____ SUPPLIED MATERIAL

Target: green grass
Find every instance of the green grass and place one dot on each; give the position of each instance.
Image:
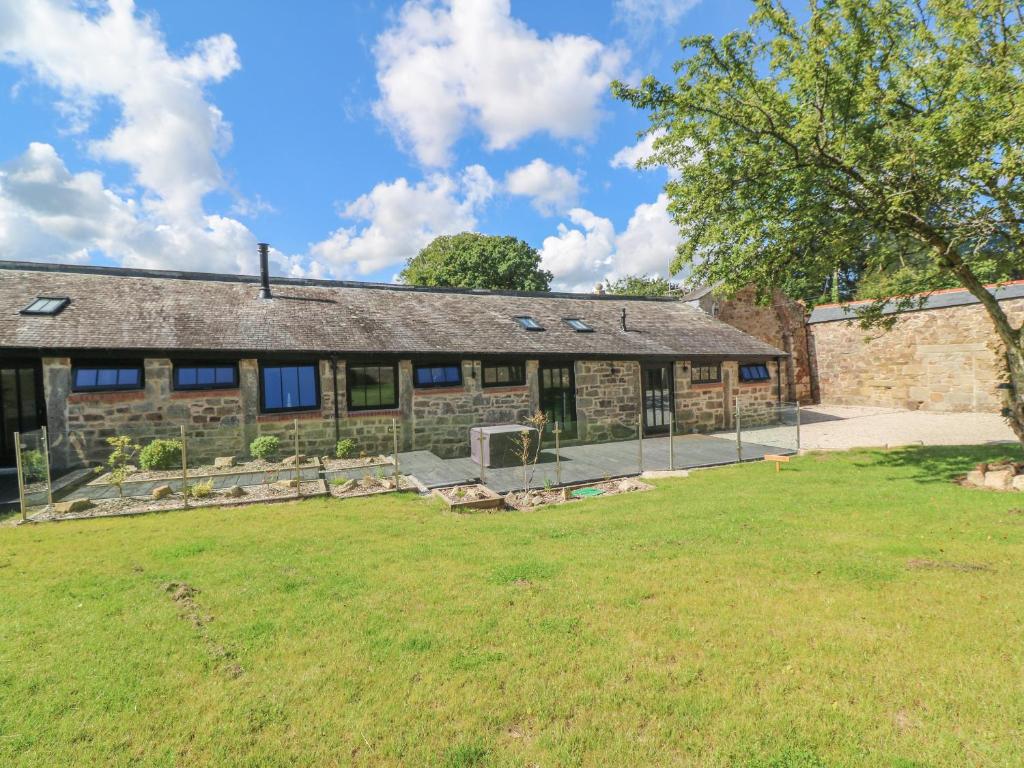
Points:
(735, 617)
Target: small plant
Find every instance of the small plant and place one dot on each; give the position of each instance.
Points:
(264, 446)
(527, 446)
(119, 462)
(33, 466)
(161, 455)
(200, 489)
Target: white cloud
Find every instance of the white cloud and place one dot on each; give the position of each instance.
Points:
(551, 188)
(400, 218)
(49, 214)
(643, 16)
(167, 131)
(446, 66)
(590, 252)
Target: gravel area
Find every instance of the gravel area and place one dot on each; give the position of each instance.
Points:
(843, 427)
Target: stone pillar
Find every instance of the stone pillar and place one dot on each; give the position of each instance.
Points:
(249, 393)
(56, 387)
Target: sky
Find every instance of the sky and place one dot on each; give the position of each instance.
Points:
(347, 134)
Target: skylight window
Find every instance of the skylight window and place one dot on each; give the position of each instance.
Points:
(579, 326)
(46, 305)
(528, 324)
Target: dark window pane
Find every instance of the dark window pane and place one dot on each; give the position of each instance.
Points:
(271, 388)
(307, 386)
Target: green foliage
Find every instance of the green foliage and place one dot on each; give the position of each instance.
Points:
(640, 285)
(33, 466)
(200, 489)
(812, 155)
(264, 446)
(474, 260)
(161, 455)
(119, 463)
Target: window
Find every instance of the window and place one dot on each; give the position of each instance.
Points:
(373, 385)
(527, 323)
(757, 372)
(289, 387)
(504, 374)
(449, 375)
(206, 376)
(46, 305)
(104, 378)
(706, 374)
(579, 326)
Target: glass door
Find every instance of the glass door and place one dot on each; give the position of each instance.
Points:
(20, 407)
(558, 397)
(656, 398)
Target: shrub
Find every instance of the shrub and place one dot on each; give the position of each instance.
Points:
(200, 489)
(161, 455)
(264, 448)
(33, 466)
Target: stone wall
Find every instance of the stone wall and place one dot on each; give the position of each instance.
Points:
(607, 399)
(933, 359)
(781, 324)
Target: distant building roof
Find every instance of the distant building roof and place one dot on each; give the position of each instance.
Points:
(935, 300)
(115, 309)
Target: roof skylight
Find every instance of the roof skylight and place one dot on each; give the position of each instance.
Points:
(579, 326)
(46, 305)
(527, 323)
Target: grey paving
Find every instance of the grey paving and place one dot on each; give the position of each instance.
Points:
(586, 463)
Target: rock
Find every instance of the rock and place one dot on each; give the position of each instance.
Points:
(75, 505)
(999, 479)
(976, 478)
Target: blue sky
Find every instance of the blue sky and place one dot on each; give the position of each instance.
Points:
(347, 134)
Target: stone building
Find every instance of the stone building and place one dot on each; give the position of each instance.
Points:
(93, 352)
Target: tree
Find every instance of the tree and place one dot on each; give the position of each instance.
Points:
(811, 154)
(474, 260)
(639, 285)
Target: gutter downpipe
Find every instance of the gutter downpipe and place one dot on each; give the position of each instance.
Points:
(334, 373)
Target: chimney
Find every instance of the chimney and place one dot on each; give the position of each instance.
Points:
(264, 270)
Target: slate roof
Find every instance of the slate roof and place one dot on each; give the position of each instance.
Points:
(937, 300)
(130, 309)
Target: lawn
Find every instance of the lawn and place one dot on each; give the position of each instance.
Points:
(855, 609)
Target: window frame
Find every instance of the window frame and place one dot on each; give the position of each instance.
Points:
(586, 327)
(65, 301)
(443, 385)
(349, 365)
(176, 386)
(694, 367)
(264, 367)
(108, 366)
(520, 382)
(757, 380)
(527, 323)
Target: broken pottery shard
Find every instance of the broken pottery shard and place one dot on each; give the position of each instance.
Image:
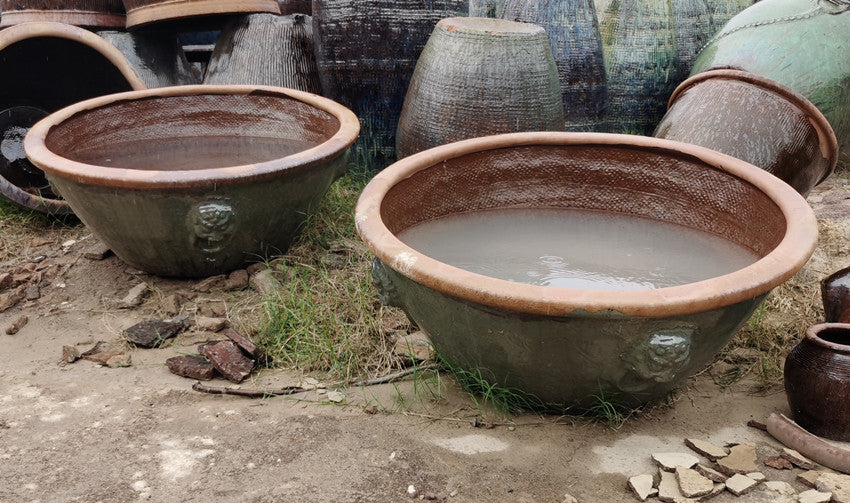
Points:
(706, 449)
(193, 367)
(668, 461)
(692, 484)
(152, 333)
(740, 484)
(227, 358)
(741, 459)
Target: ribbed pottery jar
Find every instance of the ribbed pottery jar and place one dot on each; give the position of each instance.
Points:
(477, 77)
(86, 13)
(266, 49)
(817, 381)
(802, 44)
(754, 119)
(573, 32)
(47, 66)
(366, 51)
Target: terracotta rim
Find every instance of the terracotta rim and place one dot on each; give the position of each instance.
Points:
(756, 279)
(177, 9)
(814, 331)
(828, 140)
(41, 156)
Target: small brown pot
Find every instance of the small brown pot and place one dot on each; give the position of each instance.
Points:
(817, 381)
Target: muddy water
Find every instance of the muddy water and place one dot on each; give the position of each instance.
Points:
(191, 153)
(576, 249)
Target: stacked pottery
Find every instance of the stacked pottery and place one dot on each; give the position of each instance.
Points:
(266, 49)
(573, 33)
(476, 77)
(366, 51)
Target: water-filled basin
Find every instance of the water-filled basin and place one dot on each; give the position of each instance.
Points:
(191, 181)
(574, 343)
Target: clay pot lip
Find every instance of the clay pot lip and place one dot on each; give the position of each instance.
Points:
(828, 139)
(814, 331)
(757, 279)
(336, 145)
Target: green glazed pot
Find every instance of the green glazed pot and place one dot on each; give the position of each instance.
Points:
(567, 346)
(192, 181)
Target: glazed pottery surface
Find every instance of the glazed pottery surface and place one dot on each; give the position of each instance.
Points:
(47, 66)
(754, 119)
(817, 381)
(192, 181)
(266, 49)
(566, 346)
(573, 32)
(835, 293)
(477, 77)
(802, 44)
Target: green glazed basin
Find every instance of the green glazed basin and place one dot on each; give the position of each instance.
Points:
(566, 347)
(192, 181)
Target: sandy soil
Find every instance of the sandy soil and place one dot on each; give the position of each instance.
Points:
(86, 432)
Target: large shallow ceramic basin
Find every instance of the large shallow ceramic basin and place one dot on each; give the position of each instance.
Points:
(191, 181)
(569, 346)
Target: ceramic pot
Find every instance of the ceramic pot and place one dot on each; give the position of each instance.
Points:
(573, 33)
(801, 44)
(754, 119)
(817, 381)
(476, 77)
(72, 64)
(192, 181)
(86, 13)
(365, 64)
(268, 50)
(141, 12)
(567, 345)
(835, 293)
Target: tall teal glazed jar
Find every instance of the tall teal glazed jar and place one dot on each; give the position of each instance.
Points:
(803, 44)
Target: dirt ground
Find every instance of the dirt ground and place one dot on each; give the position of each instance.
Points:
(86, 432)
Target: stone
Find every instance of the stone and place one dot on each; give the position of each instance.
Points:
(17, 325)
(739, 484)
(797, 459)
(135, 296)
(642, 486)
(814, 496)
(710, 473)
(668, 461)
(692, 484)
(741, 459)
(152, 333)
(706, 449)
(193, 367)
(228, 360)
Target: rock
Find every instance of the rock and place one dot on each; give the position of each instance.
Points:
(228, 359)
(741, 459)
(135, 296)
(706, 449)
(17, 325)
(797, 459)
(152, 333)
(193, 367)
(236, 280)
(642, 486)
(710, 474)
(210, 324)
(668, 461)
(692, 484)
(814, 496)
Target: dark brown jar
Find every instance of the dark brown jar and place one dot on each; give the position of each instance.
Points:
(817, 381)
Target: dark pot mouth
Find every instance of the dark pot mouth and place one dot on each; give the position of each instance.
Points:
(61, 167)
(828, 140)
(776, 266)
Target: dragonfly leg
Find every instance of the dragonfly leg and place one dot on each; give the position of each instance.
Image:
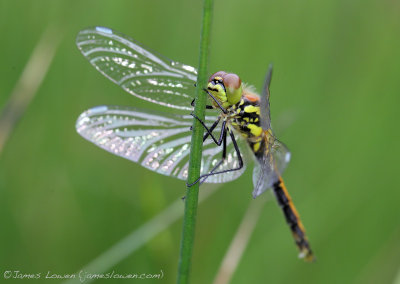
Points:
(210, 130)
(224, 153)
(207, 106)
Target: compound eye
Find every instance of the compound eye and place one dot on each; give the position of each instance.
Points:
(217, 74)
(232, 81)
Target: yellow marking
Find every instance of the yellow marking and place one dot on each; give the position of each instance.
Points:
(256, 146)
(254, 129)
(305, 252)
(252, 109)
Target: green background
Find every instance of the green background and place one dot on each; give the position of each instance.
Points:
(334, 102)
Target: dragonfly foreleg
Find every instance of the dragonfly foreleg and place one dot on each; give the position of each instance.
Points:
(211, 173)
(207, 106)
(210, 130)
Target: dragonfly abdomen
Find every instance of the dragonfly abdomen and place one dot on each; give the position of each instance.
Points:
(293, 220)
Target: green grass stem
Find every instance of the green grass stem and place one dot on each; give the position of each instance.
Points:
(189, 219)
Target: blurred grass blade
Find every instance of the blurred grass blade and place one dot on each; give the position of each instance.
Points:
(239, 242)
(138, 238)
(31, 78)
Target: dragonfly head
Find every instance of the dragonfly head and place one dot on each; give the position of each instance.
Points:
(226, 87)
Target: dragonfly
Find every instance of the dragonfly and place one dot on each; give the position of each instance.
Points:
(160, 140)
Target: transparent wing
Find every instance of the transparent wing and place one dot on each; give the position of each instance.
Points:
(138, 71)
(270, 166)
(158, 141)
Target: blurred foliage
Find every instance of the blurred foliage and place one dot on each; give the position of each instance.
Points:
(334, 102)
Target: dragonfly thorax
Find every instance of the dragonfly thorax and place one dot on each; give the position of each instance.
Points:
(226, 88)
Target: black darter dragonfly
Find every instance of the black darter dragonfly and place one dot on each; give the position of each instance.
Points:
(160, 141)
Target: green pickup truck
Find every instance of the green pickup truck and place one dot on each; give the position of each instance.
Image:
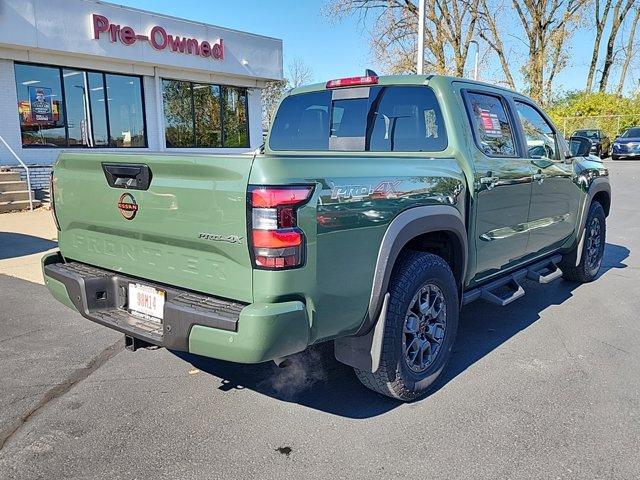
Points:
(378, 207)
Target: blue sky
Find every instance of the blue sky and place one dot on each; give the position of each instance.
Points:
(331, 49)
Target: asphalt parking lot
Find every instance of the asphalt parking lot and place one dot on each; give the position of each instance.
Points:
(548, 387)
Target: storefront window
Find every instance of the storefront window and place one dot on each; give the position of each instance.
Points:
(236, 133)
(204, 116)
(65, 107)
(40, 106)
(178, 114)
(98, 110)
(126, 119)
(206, 101)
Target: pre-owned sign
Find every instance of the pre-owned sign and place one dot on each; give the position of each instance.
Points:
(158, 38)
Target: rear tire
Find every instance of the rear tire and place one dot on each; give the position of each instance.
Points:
(595, 232)
(420, 327)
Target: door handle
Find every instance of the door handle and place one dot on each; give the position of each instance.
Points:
(539, 177)
(489, 181)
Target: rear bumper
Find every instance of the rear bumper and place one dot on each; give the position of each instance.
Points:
(193, 322)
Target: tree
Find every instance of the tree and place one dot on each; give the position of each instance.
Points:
(490, 33)
(393, 24)
(544, 26)
(601, 17)
(299, 73)
(620, 11)
(629, 52)
(271, 95)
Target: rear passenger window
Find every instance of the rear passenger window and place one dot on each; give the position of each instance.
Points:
(491, 126)
(406, 119)
(540, 137)
(389, 119)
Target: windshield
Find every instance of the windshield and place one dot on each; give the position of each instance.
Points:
(376, 119)
(586, 133)
(631, 133)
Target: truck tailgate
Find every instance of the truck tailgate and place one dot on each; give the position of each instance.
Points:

________

# WHAT THIS TASK INVOLVES
Once you find the line with "Target: terracotta rim" in the entries above, output it and each line after it up to and including the line with "Target: stacked pottery", and nothing else.

# EXERCISE OUTPUT
Target: terracotta rim
Find every instance of the terracotta rim and place one dot on each; give the position of each instance.
Points:
(756, 279)
(177, 9)
(814, 331)
(828, 140)
(41, 156)
Target: small brown pot
Find every instance of the small brown pot and place one dot on each; give the position of each instance.
Points:
(817, 381)
Target: muddy water
Find every instance of the muddy water and place one dot on each; give the position of each instance.
Points:
(191, 153)
(576, 249)
Target: stacked pottery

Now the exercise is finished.